Rewrite the records starting at the line containing "Question. The photo above holds the small propeller" and ending at the end of the records, replacing "Drop a single marker" with "Place one marker" and leaving everything else unchanged.

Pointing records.
————
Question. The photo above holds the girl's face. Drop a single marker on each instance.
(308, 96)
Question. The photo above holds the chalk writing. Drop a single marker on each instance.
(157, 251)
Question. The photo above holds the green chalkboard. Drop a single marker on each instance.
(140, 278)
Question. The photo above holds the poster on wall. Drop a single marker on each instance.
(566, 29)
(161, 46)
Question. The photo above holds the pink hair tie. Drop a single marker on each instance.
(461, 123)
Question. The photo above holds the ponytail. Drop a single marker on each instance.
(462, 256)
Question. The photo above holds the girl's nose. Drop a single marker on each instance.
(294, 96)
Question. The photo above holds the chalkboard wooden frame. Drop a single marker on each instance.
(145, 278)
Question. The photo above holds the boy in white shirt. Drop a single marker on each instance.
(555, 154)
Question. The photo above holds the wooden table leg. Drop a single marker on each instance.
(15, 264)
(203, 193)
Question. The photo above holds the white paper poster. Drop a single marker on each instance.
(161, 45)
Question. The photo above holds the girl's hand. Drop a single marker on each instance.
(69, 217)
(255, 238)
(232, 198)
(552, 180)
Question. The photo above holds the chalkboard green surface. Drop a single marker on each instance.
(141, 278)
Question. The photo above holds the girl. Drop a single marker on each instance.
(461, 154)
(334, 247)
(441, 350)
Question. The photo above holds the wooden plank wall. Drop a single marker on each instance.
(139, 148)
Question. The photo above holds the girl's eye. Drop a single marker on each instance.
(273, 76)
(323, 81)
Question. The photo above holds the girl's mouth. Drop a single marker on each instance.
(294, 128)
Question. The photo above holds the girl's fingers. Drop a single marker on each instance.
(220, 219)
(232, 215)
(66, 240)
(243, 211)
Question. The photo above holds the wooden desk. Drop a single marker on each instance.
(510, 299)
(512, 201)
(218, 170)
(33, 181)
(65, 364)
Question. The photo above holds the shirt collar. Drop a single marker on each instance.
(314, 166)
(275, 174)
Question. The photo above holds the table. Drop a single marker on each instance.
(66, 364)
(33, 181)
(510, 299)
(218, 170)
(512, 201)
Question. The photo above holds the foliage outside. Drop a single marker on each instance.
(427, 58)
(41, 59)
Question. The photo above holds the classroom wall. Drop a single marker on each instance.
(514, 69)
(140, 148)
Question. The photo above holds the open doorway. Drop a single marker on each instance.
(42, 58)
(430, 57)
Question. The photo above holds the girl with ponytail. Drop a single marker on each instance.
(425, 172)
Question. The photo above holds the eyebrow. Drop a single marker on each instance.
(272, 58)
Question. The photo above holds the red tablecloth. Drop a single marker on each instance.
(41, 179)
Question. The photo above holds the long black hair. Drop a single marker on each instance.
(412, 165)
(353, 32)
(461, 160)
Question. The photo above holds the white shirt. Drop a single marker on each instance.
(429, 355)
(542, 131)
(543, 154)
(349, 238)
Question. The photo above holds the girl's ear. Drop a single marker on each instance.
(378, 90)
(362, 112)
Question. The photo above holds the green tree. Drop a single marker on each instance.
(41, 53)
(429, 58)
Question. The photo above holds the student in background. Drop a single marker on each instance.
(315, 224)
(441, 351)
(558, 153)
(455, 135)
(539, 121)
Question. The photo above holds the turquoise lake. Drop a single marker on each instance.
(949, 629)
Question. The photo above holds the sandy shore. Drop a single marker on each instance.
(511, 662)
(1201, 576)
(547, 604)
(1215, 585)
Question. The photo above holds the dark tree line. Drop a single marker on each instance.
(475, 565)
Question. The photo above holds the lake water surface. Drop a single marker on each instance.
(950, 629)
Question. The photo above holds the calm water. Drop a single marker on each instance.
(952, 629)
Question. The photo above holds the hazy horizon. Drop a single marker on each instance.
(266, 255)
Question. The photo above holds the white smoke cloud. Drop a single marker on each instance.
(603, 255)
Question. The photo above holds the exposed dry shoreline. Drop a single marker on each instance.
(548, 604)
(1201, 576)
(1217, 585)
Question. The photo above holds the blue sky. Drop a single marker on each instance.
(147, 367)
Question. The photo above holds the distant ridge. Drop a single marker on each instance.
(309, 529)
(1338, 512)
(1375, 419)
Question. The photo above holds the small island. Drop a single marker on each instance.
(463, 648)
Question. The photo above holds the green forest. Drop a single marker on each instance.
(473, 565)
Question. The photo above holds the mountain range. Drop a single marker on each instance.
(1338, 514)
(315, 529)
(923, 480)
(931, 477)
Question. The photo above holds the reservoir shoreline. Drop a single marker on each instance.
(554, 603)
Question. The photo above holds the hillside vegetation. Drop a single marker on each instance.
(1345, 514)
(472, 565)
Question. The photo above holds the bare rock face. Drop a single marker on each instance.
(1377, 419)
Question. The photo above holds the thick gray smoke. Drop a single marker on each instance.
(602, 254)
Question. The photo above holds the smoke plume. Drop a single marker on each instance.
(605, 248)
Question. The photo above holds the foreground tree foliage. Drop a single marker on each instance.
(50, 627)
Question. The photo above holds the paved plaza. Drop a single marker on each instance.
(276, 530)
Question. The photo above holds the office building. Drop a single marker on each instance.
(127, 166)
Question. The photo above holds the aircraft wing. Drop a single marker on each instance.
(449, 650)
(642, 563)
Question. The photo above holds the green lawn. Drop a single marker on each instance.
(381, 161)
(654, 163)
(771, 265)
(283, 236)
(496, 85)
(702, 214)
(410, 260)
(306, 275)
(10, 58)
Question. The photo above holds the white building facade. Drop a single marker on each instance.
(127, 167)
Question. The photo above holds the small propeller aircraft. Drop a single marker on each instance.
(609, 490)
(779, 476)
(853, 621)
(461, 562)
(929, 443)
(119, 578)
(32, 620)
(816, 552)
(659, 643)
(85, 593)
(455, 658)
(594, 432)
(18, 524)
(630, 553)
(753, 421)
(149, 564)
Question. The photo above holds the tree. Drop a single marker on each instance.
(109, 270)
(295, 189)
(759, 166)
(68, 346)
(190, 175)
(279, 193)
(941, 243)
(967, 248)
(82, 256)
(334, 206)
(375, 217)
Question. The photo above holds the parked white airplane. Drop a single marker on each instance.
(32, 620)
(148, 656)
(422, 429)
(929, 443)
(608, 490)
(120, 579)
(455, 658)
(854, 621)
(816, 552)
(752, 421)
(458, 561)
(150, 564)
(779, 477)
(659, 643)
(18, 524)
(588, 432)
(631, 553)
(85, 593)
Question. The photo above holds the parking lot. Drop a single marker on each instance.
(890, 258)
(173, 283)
————
Exercise solution.
Question. The photo above holds the small propeller aircraft. Place one marker on each instance.
(609, 490)
(779, 476)
(853, 621)
(461, 562)
(929, 443)
(119, 578)
(32, 620)
(816, 552)
(659, 643)
(85, 593)
(455, 658)
(594, 432)
(18, 524)
(630, 553)
(753, 421)
(149, 564)
Question. The photo above holds the tree. Place one marker on each instance.
(109, 270)
(295, 189)
(759, 166)
(68, 346)
(190, 175)
(279, 193)
(941, 243)
(967, 248)
(82, 256)
(334, 206)
(375, 217)
Question. The photo above holds the parked white airplane. Place one marker on each instance.
(32, 620)
(148, 656)
(422, 429)
(929, 443)
(608, 490)
(120, 579)
(455, 658)
(854, 621)
(816, 552)
(752, 421)
(458, 561)
(150, 564)
(779, 477)
(659, 643)
(18, 524)
(588, 432)
(631, 553)
(85, 593)
Question. The photo above holds the parking lot. Place one marker on each instance.
(890, 258)
(173, 283)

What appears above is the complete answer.